(Document excerpt)
***

Jon Miller (born October 11, 1951) is an American sportscaster, known primarily for his broadcasts of Major League Baseball. Since 1997, he has been employed as a play-by-play announcer for the San Francisco Giants. He was also a baseball announcer for ESPN from 1990 to 2010. Miller received the Ford C. Frick Award from the National Baseball Hall of Fame in 2010.

Early life
Jon Miller was born on Hamilton Air Force Base in Novato, California, and grew up in Hayward, listening to Giants announcers Russ Hodges and Lon Simmons on the radio.  He attended his first baseball game in 1962, a 19–8 Giants' victory over the Los Angeles Dodgers at Candlestick Park.  As a teenager, Miller played Strat-O-Matic and recorded his own play-by-play into a tape recorder, adding his own crowd noise, vendors, and commercials.

Career

Early broadcasting work
After graduating from Hayward High School in 1969, Miller took broadcasting classes at the College of San Mateo.  He began his broadcasting career at the college's FM radio station (KCSM-FM) and UHF/PBS TV station (KCSM-TV), which reached much of the Bay Area.  His first baseball broadcasts were from CSM games.  At age 20, Miller joined KFTY-TV in Santa Rosa to work as their sports director. During this period, he would sit in the press box at Candlestick Park and record play-by-play of an entire game on his tape recorder.  Miller submitted one of these tapes to broadcaster Monte Moore, who helped Miller get his first baseball play-by play job in 1974, calling that year's World Series champion Oakland Athletics.  Miller was dismissed by the Athletics following the 1974 season.

For a brief period in the 1970s, Miller broadcast for the California Golden Seals of the National Hockey League. He also spent the early part of his career announcing San Francisco Dons and Pacific Tigers men's college basketball (1976–1980), the Golden State Warriors (part-time, 1979–1982) and Washington Bullets (part-time, 1984–1985) of the NBA, and the original San Jose Earthquakes of the North American Soccer League.  Jon Miller's first network exposure came in 1976, when he was selected by CBS-TV to broadcast the NASL Championship Game. From 1974–1976, Miller did play-by-play for the Washington Diplomats of the NASL. He also announced the Soccer Game of the Week for nationally syndicated TVS from 1977–1978.

Miller was hired by the Texas Rangers shortly before the 1978 season to replace the ill Dick Risenhoover after the Rangers were unable to lure Fred White from Kansas City.  After two seasons with Texas (1978–79), he was hired by the Boston Red Sox (1980–82). "The lure of doing baseball in Boston was too much to pass up," Miller recalled.

***

(Study material)
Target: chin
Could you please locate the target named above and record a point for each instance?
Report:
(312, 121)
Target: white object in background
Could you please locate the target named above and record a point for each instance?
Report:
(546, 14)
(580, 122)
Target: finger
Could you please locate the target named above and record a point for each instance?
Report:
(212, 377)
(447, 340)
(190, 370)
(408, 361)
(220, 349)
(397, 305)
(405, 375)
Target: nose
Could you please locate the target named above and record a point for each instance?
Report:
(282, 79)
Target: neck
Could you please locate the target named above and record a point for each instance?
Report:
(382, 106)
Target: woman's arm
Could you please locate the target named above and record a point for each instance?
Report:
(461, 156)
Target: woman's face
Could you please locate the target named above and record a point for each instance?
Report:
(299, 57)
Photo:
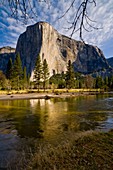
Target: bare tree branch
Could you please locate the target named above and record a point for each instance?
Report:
(80, 20)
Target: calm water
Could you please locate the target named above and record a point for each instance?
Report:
(37, 120)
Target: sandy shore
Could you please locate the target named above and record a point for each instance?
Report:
(41, 95)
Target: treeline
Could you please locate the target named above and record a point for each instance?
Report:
(16, 78)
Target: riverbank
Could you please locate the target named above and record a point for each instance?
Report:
(58, 93)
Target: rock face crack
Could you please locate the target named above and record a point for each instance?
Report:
(42, 39)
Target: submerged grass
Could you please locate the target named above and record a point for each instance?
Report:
(90, 152)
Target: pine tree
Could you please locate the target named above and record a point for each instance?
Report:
(45, 73)
(25, 78)
(9, 69)
(70, 76)
(17, 73)
(38, 72)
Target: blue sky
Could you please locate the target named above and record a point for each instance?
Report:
(10, 29)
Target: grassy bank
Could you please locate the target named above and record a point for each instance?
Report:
(89, 152)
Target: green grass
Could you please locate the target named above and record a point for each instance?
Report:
(89, 152)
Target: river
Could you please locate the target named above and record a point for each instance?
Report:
(23, 122)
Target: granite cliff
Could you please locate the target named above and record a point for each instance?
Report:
(43, 39)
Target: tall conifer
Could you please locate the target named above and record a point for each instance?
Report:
(38, 72)
(9, 69)
(70, 76)
(45, 73)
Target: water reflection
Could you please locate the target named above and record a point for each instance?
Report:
(41, 120)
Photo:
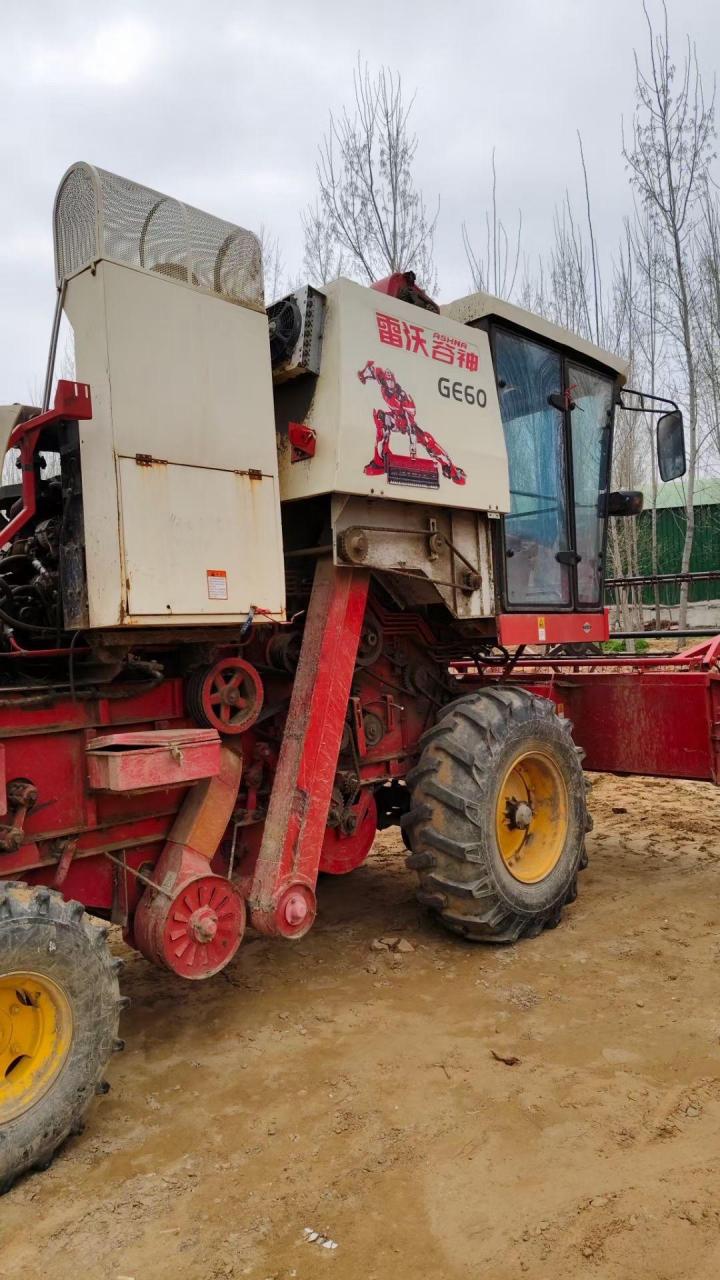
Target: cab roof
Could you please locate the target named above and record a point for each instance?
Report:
(481, 306)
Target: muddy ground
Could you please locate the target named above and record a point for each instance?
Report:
(354, 1091)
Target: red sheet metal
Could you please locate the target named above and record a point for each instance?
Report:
(515, 629)
(282, 894)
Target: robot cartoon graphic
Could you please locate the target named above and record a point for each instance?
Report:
(400, 416)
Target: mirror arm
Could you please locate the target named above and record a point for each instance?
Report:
(643, 396)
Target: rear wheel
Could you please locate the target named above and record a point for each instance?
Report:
(59, 1009)
(499, 816)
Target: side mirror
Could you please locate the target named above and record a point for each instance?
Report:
(624, 502)
(671, 446)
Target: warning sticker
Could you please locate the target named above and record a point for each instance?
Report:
(217, 584)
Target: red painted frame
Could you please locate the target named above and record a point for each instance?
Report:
(72, 403)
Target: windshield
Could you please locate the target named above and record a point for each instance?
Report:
(552, 552)
(536, 529)
(591, 421)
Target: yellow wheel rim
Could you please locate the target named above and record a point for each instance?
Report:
(532, 817)
(35, 1037)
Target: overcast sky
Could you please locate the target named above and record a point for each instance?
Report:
(222, 104)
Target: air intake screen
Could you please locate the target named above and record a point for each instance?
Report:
(99, 215)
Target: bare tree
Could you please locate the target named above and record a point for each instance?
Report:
(493, 269)
(369, 210)
(668, 156)
(323, 257)
(273, 264)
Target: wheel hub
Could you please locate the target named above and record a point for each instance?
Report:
(532, 816)
(203, 924)
(35, 1038)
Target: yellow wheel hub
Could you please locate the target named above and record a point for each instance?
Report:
(35, 1037)
(532, 817)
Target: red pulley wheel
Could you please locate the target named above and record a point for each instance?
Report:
(342, 850)
(227, 696)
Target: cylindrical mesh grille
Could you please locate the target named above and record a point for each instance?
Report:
(100, 215)
(74, 222)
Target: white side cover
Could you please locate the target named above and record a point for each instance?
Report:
(176, 528)
(442, 366)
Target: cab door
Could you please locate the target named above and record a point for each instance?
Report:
(536, 530)
(557, 421)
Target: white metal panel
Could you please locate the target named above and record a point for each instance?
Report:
(191, 374)
(177, 563)
(180, 376)
(445, 369)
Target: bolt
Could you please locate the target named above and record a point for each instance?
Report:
(519, 814)
(523, 816)
(203, 924)
(295, 909)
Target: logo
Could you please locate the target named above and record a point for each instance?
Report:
(399, 417)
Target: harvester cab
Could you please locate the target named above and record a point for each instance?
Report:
(259, 585)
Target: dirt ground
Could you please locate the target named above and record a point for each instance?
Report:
(352, 1089)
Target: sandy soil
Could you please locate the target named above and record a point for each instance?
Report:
(352, 1089)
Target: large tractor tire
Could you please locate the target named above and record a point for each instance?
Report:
(59, 1010)
(499, 816)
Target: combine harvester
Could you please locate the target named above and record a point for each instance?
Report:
(265, 586)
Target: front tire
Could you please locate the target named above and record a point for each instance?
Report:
(59, 1010)
(499, 816)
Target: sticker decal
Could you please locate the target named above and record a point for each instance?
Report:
(217, 584)
(400, 416)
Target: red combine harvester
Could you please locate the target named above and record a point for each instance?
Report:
(267, 585)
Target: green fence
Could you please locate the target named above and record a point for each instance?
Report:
(671, 522)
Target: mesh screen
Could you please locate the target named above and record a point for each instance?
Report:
(99, 215)
(74, 223)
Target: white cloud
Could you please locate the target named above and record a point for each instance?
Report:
(114, 55)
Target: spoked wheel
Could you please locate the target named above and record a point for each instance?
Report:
(59, 1009)
(531, 819)
(497, 816)
(227, 696)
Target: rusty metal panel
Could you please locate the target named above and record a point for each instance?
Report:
(199, 543)
(178, 465)
(151, 759)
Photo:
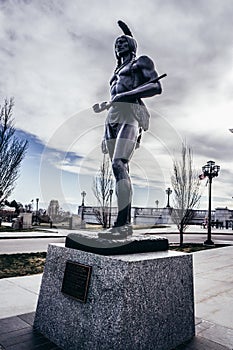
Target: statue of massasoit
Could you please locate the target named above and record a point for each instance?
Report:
(134, 78)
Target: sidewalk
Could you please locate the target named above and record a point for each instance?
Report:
(213, 289)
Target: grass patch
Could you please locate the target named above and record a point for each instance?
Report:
(193, 247)
(12, 265)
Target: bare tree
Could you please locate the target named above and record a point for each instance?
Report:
(12, 151)
(102, 185)
(186, 186)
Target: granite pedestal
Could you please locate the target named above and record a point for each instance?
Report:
(140, 301)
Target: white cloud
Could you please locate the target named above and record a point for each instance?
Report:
(56, 59)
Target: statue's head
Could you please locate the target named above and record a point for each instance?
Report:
(127, 37)
(132, 44)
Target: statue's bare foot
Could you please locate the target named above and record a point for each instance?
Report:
(117, 232)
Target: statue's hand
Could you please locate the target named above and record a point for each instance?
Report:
(100, 107)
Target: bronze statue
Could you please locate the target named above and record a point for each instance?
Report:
(133, 79)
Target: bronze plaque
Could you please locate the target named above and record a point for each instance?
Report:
(76, 280)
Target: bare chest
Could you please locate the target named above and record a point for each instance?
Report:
(125, 79)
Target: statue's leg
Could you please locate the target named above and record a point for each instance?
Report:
(123, 151)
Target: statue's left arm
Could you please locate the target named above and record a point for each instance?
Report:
(146, 87)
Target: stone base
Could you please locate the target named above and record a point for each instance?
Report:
(136, 301)
(130, 245)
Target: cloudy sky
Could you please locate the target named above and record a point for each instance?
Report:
(56, 59)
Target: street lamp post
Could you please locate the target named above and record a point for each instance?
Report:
(110, 208)
(168, 192)
(83, 194)
(210, 170)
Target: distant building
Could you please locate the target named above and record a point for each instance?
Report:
(220, 217)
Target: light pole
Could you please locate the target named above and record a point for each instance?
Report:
(210, 170)
(83, 194)
(110, 208)
(168, 192)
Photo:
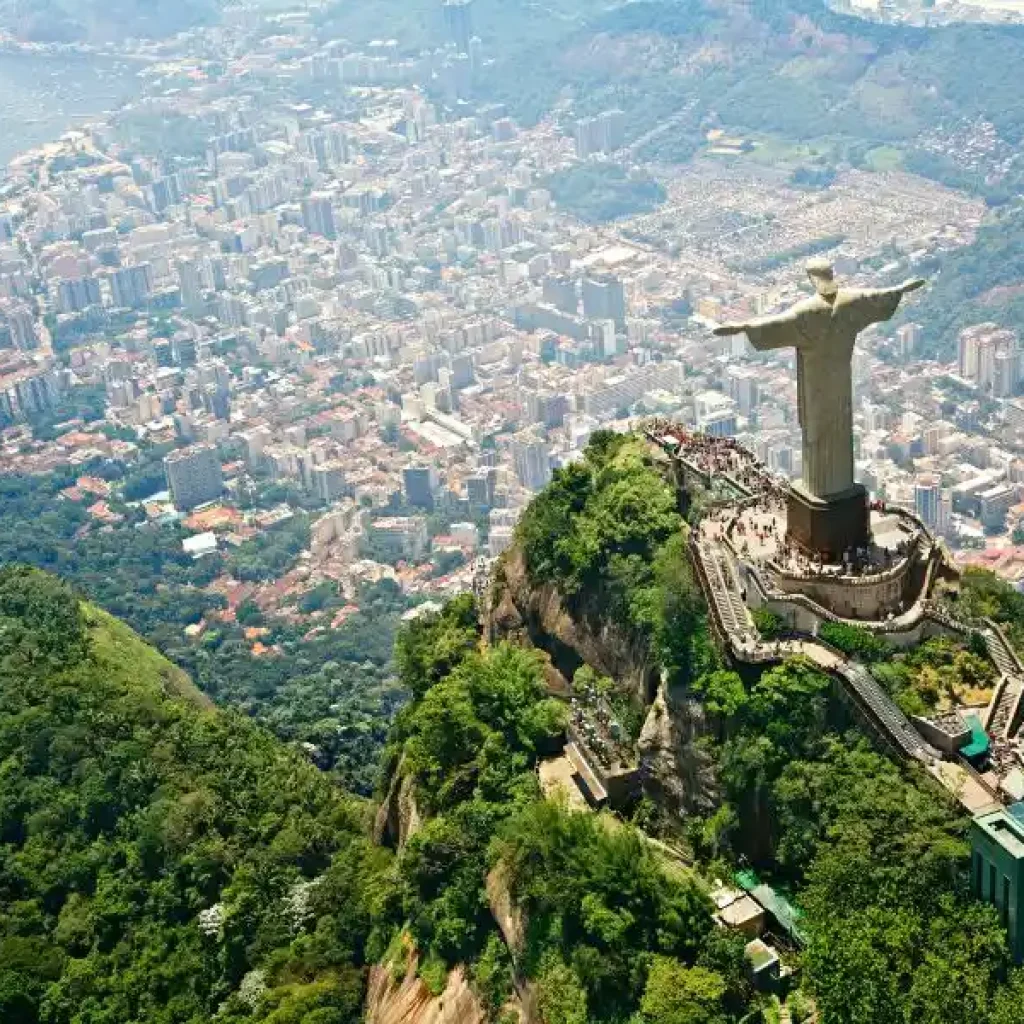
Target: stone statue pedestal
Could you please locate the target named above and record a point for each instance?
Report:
(828, 526)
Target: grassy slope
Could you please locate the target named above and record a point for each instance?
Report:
(128, 659)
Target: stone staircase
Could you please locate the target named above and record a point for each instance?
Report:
(1003, 715)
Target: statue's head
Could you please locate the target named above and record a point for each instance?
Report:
(822, 278)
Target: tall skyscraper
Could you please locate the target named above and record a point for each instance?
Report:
(532, 462)
(130, 286)
(604, 298)
(76, 294)
(928, 498)
(194, 475)
(459, 23)
(317, 215)
(559, 291)
(419, 483)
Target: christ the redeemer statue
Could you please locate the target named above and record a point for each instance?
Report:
(823, 329)
(827, 513)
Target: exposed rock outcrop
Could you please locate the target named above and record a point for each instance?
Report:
(678, 771)
(677, 768)
(398, 816)
(538, 616)
(410, 1001)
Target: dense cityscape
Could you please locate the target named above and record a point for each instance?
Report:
(519, 520)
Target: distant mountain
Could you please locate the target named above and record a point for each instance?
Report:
(93, 20)
(791, 67)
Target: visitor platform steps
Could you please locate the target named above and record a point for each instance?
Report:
(1003, 718)
(726, 601)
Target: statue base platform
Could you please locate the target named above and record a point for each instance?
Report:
(828, 526)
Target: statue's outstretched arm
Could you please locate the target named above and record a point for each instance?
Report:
(871, 305)
(766, 332)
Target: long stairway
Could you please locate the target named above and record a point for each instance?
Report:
(999, 719)
(727, 601)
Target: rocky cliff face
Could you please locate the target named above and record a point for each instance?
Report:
(538, 616)
(410, 1001)
(679, 773)
(398, 816)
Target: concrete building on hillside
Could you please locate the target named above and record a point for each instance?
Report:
(194, 475)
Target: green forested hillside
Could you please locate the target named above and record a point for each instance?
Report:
(165, 861)
(160, 860)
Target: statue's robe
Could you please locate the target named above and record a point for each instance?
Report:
(823, 335)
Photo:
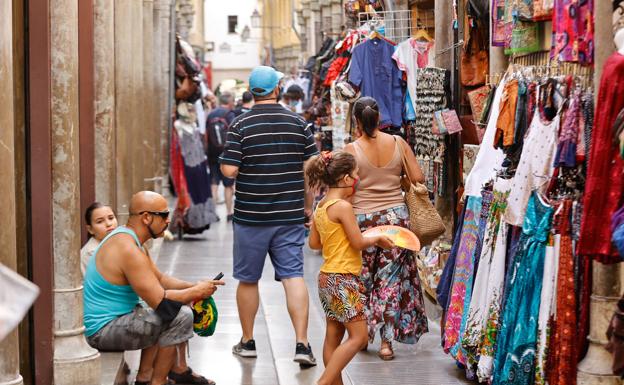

***

(What the exercise asks)
Reproduce word for word the portion of the Jon Miller biography that runs from "Early broadcasting work" up to and including "the 1974 season.".

(Result of this task)
Early broadcasting work
After graduating from Hayward High School in 1969, Miller took broadcasting classes at the College of San Mateo.  He began his broadcasting career at the college's FM radio station (KCSM-FM) and UHF/PBS TV station (KCSM-TV), which reached much of the Bay Area.  His first baseball broadcasts were from CSM games.  At age 20, Miller joined KFTY-TV in Santa Rosa to work as their sports director. During this period, he would sit in the press box at Candlestick Park and record play-by-play of an entire game on his tape recorder.  Miller submitted one of these tapes to broadcaster Monte Moore, who helped Miller get his first baseball play-by play job in 1974, calling that year's World Series champion Oakland Athletics.  Miller was dismissed by the Athletics following the 1974 season.